Required work: Extract each line below that contains the word "Mark" and copy it in full.

'''

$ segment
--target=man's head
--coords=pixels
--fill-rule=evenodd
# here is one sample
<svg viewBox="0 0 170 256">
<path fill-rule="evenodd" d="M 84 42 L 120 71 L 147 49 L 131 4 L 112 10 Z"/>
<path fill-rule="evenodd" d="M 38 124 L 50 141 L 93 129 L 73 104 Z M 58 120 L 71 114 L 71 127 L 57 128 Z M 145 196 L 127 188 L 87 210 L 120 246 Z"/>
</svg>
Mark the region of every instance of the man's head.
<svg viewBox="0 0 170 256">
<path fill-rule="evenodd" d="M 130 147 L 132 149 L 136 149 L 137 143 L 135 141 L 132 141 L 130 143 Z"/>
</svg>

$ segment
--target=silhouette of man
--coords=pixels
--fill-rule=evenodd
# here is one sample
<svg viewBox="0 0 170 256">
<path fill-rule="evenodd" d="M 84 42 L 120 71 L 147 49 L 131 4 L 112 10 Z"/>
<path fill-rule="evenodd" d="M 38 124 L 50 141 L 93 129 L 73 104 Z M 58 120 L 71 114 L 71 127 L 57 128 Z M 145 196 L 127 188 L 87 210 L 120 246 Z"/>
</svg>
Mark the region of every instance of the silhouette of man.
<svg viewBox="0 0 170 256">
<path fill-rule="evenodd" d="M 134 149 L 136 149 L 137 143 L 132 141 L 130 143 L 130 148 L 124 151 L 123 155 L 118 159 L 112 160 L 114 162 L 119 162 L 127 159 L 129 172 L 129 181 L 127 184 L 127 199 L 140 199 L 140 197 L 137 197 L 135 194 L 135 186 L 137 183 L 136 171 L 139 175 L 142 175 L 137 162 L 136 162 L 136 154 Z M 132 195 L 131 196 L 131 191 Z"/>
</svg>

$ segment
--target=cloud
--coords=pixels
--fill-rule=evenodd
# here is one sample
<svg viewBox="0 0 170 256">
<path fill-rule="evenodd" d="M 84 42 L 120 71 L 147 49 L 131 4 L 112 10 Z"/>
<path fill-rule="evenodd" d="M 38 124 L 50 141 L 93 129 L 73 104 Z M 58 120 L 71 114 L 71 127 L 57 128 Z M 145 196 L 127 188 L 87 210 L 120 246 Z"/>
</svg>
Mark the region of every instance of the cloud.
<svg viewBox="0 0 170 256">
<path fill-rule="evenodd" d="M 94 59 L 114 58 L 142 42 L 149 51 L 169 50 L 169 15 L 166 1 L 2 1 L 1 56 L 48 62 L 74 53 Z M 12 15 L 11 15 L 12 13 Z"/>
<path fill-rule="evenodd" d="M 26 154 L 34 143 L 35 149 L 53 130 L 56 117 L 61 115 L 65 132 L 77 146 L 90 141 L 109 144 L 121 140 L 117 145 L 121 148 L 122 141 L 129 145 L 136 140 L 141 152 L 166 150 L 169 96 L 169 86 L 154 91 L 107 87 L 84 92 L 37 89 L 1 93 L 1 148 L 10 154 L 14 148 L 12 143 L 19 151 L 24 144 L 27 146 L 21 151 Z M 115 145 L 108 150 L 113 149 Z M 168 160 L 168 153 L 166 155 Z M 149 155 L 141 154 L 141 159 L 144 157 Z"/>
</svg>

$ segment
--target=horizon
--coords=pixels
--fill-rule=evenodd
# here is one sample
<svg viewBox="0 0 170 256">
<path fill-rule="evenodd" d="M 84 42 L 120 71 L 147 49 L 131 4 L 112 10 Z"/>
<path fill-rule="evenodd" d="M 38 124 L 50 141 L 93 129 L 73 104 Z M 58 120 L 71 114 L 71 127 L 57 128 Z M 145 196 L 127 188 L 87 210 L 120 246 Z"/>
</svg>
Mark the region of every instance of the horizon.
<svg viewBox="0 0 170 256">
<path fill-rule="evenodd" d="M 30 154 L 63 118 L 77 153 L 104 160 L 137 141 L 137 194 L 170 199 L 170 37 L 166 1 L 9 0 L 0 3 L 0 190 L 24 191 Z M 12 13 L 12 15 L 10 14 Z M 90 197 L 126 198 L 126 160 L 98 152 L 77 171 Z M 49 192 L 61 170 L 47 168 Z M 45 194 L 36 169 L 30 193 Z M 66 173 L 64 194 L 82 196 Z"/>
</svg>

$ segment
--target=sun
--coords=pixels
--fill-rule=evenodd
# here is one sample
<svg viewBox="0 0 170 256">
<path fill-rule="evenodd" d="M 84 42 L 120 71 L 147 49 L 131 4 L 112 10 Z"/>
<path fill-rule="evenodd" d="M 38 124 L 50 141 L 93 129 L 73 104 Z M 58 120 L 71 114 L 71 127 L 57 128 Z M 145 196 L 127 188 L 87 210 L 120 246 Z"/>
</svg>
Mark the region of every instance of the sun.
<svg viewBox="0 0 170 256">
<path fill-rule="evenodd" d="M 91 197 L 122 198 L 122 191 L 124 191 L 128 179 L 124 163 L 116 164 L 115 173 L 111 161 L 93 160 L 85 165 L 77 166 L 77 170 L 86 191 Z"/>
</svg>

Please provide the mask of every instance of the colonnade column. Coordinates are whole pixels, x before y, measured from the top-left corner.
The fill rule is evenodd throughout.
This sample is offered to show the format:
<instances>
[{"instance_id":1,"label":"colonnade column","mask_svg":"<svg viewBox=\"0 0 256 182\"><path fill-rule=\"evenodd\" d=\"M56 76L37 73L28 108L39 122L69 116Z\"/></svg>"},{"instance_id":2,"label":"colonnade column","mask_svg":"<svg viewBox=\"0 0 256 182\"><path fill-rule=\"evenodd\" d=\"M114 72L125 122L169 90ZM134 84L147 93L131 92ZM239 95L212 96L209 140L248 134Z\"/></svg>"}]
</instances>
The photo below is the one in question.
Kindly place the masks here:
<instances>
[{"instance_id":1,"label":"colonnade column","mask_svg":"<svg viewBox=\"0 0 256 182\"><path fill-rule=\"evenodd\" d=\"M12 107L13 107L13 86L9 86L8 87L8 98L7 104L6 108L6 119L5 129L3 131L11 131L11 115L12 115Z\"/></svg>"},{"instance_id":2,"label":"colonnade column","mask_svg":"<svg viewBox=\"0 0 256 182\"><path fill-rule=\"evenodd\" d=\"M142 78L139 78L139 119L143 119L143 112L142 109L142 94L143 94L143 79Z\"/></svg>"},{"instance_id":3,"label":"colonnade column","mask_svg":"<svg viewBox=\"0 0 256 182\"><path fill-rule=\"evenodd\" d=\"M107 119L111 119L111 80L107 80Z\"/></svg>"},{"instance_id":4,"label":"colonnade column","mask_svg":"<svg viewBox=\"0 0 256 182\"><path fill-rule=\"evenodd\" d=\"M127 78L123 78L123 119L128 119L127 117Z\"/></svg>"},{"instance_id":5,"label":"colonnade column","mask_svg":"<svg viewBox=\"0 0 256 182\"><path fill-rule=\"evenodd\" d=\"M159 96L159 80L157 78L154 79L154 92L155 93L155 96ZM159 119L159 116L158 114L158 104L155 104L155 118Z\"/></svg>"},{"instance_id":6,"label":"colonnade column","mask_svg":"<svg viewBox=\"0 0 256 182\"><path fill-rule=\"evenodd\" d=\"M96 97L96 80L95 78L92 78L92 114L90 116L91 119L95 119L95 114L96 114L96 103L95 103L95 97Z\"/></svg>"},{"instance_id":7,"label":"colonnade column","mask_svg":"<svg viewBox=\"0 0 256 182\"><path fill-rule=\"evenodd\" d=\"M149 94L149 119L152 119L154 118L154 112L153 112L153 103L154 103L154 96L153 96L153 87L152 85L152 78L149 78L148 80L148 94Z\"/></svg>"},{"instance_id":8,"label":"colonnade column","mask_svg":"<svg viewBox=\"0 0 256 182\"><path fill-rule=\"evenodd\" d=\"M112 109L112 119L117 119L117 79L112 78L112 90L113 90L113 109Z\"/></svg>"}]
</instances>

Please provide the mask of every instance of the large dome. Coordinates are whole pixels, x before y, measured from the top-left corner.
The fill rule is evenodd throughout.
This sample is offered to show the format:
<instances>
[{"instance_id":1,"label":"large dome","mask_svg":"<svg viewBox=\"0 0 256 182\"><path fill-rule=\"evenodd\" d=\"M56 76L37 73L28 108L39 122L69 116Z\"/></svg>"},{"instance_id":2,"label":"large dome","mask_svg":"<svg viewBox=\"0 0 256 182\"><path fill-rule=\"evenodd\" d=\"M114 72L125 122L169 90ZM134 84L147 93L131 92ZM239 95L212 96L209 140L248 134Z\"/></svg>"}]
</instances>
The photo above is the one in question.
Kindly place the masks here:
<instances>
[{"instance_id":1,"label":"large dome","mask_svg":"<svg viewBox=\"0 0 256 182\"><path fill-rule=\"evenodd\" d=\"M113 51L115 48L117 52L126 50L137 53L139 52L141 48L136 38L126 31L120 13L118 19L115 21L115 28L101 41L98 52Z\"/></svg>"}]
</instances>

'''

Exercise answer:
Mark the region of every instance of the man's head.
Mark the region of every instance of the silhouette of man.
Mark the region of every instance of the cloud.
Mark the region of every instance of the horizon.
Mark the region of every instance of the sun.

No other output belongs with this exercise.